--- Source text ---
----------

On 1/8/24 1:37 PM, Yann Ylavic wrote:
> On Mon, Jan 8, 2024 at 10:49 AM Ruediger Pluem <rpl...@apache.org> wrote:
>>
>> On 1/5/24 3:08 PM, Yann Ylavic wrote:
>>>
>>> process_regexp.diff
>>>
>>> Index: modules/metadata/mod_headers.c
>>> ===================================================================
>>> --- modules/metadata/mod_headers.c (revision 1914804)
>>> +++ modules/metadata/mod_headers.c (working copy)
>>> @@ -622,41 +622,70 @@ static char* process_tags(header_entry *hdr, reque
>>> }
>>> return str ? str : "";
>>> }
>>> -static const char *process_regexp(header_entry *hdr, const char *value,
>>> - request_rec *r)
>>> +
>>> +static const char *process_regexp_rec(header_entry *hdr, const char *value,
>>> + request_rec *r, ap_regmatch_t
>>> pmatch[],
>>> + int flags)

----------

--- Supplied information ---
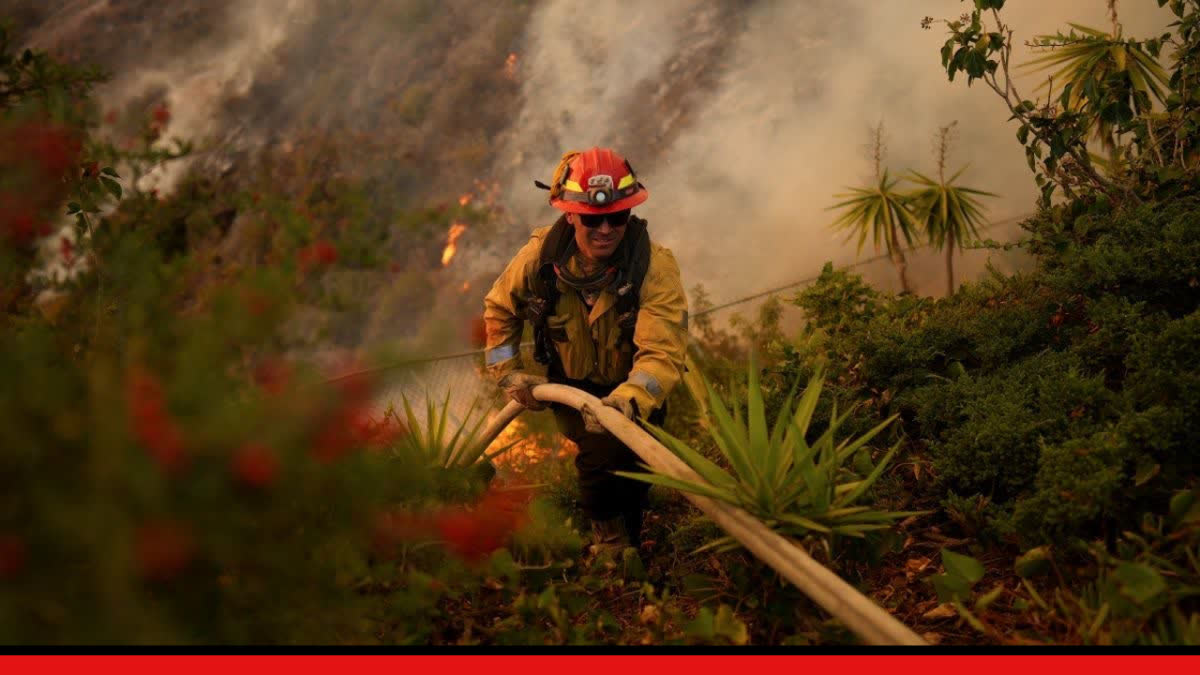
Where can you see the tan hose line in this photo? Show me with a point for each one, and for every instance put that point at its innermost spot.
(858, 613)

----------

--- What you will do ---
1. Give the part of the mod_headers thread that opens with the words containing "On 1/8/24 1:37" and closes with "modules/metadata/mod_headers.c (working copy)" again, with every "wrote" changed to "replied".
2. Write the next part of the mod_headers thread, picking up right after its last line.

--- Written answers ---
1.
On 1/8/24 1:37 PM, Yann Ylavic replied:
> On Mon, Jan 8, 2024 at 10:49 AM Ruediger Pluem <rpl...@apache.org> replied:
>>
>> On 1/5/24 3:08 PM, Yann Ylavic replied:
>>>
>>> process_regexp.diff
>>>
>>> Index: modules/metadata/mod_headers.c
>>> ===================================================================
>>> --- modules/metadata/mod_headers.c (revision 1914804)
>>> +++ modules/metadata/mod_headers.c (working copy)

2.
>>> {
>>> - ap_regmatch_t pmatch[AP_MAX_REG_MATCH];
>>> - const char *subs;
>>> - const char *remainder;
>>> char *ret;
>>> - int diffsz;
>>> - if (ap_regexec(hdr->regex, value, AP_MAX_REG_MATCH, pmatch, 0)) {
>>> + const char *subs, *remainder;
>>> + apr_size_t val_len, subs_len, rem_len;
>>> + apr_size_t match_start, match_end;
>>> +
>>> + val_len = strlen(value);
>>> + if (ap_regexec_len(hdr->regex, value, val_len,
>>> + AP_MAX_REG_MATCH, pmatch,
>>> + flags)) {
>>> /* no match, nothing to do */
>>> return value;
>>> }
>>> +
>>> /* Process tags in the input string rather than the resulting
>>> * substitution to avoid surprises
>>> */
>>> - subs = ap_pregsub(r->pool, process_tags(hdr, r), value,
>>> AP_MAX_REG_MATCH, pmatch);
>>> + subs = ap_pregsub(r->pool, process_tags(hdr, r), value,
>>> + AP_MAX_REG_MATCH, pmatch);
>>> if (subs == NULL)
>>> return NULL;
>>> - diffsz = strlen(subs) - (pmatch[0].rm_eo - pmatch[0].rm_so);
>>> + subs_len = strlen(subs);
>>> +
>>> + ap_assert(pmatch[0].rm_so >= 0 && pmatch[0].rm_so <= pmatch[0].rm_eo);
>>> + match_start = pmatch[0].rm_so;
>>> + match_end = pmatch[0].rm_eo;
>>> if (hdr->action == hdr_edit) {
>>> - remainder = value + pmatch[0].rm_eo;
>>> + remainder = value + match_end;
>>> }
>>> else { /* recurse to edit multiple matches if applicable */
>>> - remainder = process_regexp(hdr, value + pmatch[0].rm_eo, r);
>>> - if (remainder == NULL)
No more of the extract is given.